**Task item:** An exact copy of the listing below is needed, with no pictures in it.

· · ·

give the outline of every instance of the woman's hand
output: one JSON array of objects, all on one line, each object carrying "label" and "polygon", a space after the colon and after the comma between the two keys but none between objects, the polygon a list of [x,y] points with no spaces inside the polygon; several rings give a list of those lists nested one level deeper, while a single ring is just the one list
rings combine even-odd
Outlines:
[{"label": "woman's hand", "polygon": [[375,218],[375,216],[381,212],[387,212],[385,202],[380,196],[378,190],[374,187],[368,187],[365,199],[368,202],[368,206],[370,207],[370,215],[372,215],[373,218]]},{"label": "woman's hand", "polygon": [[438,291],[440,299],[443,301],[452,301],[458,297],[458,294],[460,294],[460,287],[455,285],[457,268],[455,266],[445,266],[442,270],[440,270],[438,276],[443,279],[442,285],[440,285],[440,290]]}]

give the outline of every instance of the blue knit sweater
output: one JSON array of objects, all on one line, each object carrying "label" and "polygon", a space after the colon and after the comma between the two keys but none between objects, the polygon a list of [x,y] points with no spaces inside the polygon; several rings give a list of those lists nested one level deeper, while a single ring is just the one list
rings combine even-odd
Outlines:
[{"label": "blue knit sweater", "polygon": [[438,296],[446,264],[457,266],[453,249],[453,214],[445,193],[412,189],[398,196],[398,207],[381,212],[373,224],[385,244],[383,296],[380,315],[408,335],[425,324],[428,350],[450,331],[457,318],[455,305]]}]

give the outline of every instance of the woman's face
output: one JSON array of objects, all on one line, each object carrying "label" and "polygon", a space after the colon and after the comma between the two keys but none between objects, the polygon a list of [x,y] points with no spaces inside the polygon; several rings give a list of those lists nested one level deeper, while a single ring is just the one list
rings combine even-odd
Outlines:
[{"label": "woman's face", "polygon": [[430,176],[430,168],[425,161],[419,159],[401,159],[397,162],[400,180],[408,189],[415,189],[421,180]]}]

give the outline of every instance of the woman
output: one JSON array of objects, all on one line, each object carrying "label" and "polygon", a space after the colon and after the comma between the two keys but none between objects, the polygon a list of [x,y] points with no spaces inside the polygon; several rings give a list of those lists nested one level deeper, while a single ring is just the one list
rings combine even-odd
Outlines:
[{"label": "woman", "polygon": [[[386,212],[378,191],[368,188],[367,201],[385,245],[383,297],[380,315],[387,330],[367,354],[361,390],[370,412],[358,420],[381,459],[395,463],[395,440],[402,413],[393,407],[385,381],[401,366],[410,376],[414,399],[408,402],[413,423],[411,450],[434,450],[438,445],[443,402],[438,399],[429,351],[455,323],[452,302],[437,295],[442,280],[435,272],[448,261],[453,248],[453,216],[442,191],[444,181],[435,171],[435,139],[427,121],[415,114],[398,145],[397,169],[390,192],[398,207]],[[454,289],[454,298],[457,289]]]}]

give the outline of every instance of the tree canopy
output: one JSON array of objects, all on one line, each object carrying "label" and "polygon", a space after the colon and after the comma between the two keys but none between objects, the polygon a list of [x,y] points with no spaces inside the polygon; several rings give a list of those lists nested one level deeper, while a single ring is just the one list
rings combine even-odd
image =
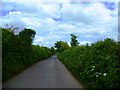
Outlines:
[{"label": "tree canopy", "polygon": [[55,46],[54,46],[54,47],[56,48],[56,51],[57,51],[57,52],[62,52],[62,51],[64,51],[64,50],[68,49],[68,48],[69,48],[69,45],[68,45],[67,42],[57,41],[57,42],[55,43]]},{"label": "tree canopy", "polygon": [[22,41],[24,41],[24,43],[31,45],[35,34],[36,32],[34,30],[25,28],[19,33],[19,36],[21,37]]},{"label": "tree canopy", "polygon": [[77,37],[76,35],[71,34],[71,42],[70,42],[71,47],[74,47],[74,46],[78,46],[78,45],[79,45],[79,42],[78,42],[77,38],[78,38],[78,37]]}]

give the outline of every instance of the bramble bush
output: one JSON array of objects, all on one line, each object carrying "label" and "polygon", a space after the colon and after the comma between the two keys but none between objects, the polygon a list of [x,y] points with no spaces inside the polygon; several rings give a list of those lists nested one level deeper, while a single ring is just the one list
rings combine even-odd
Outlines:
[{"label": "bramble bush", "polygon": [[1,30],[2,81],[52,55],[51,49],[32,45],[36,33],[34,30],[24,29],[17,35],[9,28],[1,28]]},{"label": "bramble bush", "polygon": [[88,89],[120,88],[120,43],[110,38],[58,54],[59,60]]}]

· · ·

**Completed exercise:**
give the outline of every instance of the woman's hand
output: one JSON array of objects, all on one line, each object carrying "label" and "polygon", a space after the colon and after the comma between the two keys but none between objects, the polygon a list of [x,y] points with no spaces inside the polygon; several rings give a list of those lists nested one level deeper, while a single ring is just the one list
rings combine even-odd
Outlines:
[{"label": "woman's hand", "polygon": [[375,218],[375,216],[381,212],[387,212],[385,202],[380,196],[378,190],[374,187],[368,187],[365,199],[368,202],[368,206],[370,207],[370,215],[372,215],[373,218]]},{"label": "woman's hand", "polygon": [[438,291],[440,299],[443,301],[452,301],[458,297],[458,294],[460,294],[460,287],[455,285],[457,268],[455,266],[445,266],[442,270],[440,270],[438,276],[443,279],[442,285],[440,285],[440,290]]}]

give the outline of every instance of the blue knit sweater
output: one JSON array of objects, all on one line, each object carrying "label" and "polygon", a space after the colon and after the comma between the two keys but none between objects, the polygon a list of [x,y] points with no spaces inside the polygon; several rings give a list of those lists nested one level deeper, while a single ring is just the one list
rings combine even-odd
Outlines:
[{"label": "blue knit sweater", "polygon": [[438,296],[446,264],[457,266],[453,249],[453,214],[445,193],[412,189],[398,196],[398,207],[381,212],[373,224],[385,244],[383,296],[380,315],[408,335],[425,324],[428,350],[450,331],[457,318],[455,305]]}]

give the outline of every instance of the woman's face
output: one JSON array of objects, all on one line, each object carrying "label" and "polygon", a space after the colon and after the comma between the two keys but none between objects, the polygon a list of [x,y] points with no spaces inside the polygon; several rings give a list of those lists nested one level deeper, while a single ring is just the one list
rings combine even-odd
Outlines:
[{"label": "woman's face", "polygon": [[430,176],[430,168],[425,161],[419,159],[401,159],[397,162],[400,180],[408,189],[415,189],[421,180]]}]

give the outline of every instance of the woman
output: one JSON array of objects, all on one line, each object carrying "label" and "polygon", a space after the colon and after the comma between the two keys but none between objects, the polygon a list of [x,y] points with no spaces inside the polygon; several rings give a list of those lists nested one level deeper, while a single ring is just the one list
rings combine even-odd
Outlines:
[{"label": "woman", "polygon": [[[386,212],[378,191],[368,188],[367,201],[385,245],[383,297],[380,315],[387,330],[367,354],[361,390],[370,412],[358,420],[381,459],[395,463],[395,440],[402,413],[393,407],[385,381],[401,366],[410,376],[414,399],[408,402],[413,423],[411,450],[434,450],[438,445],[443,402],[438,399],[429,351],[455,323],[452,302],[437,295],[442,280],[435,272],[448,261],[453,248],[453,216],[442,191],[444,181],[435,171],[435,139],[427,121],[415,114],[398,145],[397,169],[390,192],[398,207]],[[454,289],[454,298],[457,289]]]}]

give the outline of every instance of the tree canopy
output: one JSON array of objects, all on one line, each object carrying "label" and "polygon", a space after the colon and after the comma between the two keys but none between objects, the polygon a list of [x,y] points with no spaces inside the polygon; several rings give a list of those lists nested one level deeper, while a single ring is just the one list
rings combine even-odd
image =
Outlines:
[{"label": "tree canopy", "polygon": [[55,46],[54,46],[54,47],[56,48],[56,51],[57,51],[57,52],[62,52],[62,51],[64,51],[64,50],[68,49],[68,48],[69,48],[69,45],[68,45],[67,42],[57,41],[57,42],[55,43]]},{"label": "tree canopy", "polygon": [[22,41],[24,41],[24,43],[31,45],[35,34],[36,32],[34,30],[25,28],[19,33],[19,36],[21,37]]},{"label": "tree canopy", "polygon": [[77,37],[76,35],[71,34],[71,42],[70,42],[71,47],[74,47],[74,46],[78,46],[78,45],[79,45],[79,42],[78,42],[77,38],[78,38],[78,37]]}]

give the outline of every instance of the bramble bush
output: one JSON array of objects, all on one line, each object carrying "label" and "polygon", a space after the colon and after the comma between the two keys but none between objects, the polygon a list of [x,y] points with no spaces inside the polygon; several rings give a list of those lists nested one level deeper, while a single ring is just the one list
rings combine even-odd
Outlines:
[{"label": "bramble bush", "polygon": [[1,30],[2,81],[52,55],[51,49],[32,45],[36,33],[34,30],[24,29],[17,35],[9,28],[1,28]]},{"label": "bramble bush", "polygon": [[88,89],[120,88],[120,43],[110,38],[58,54],[59,60]]}]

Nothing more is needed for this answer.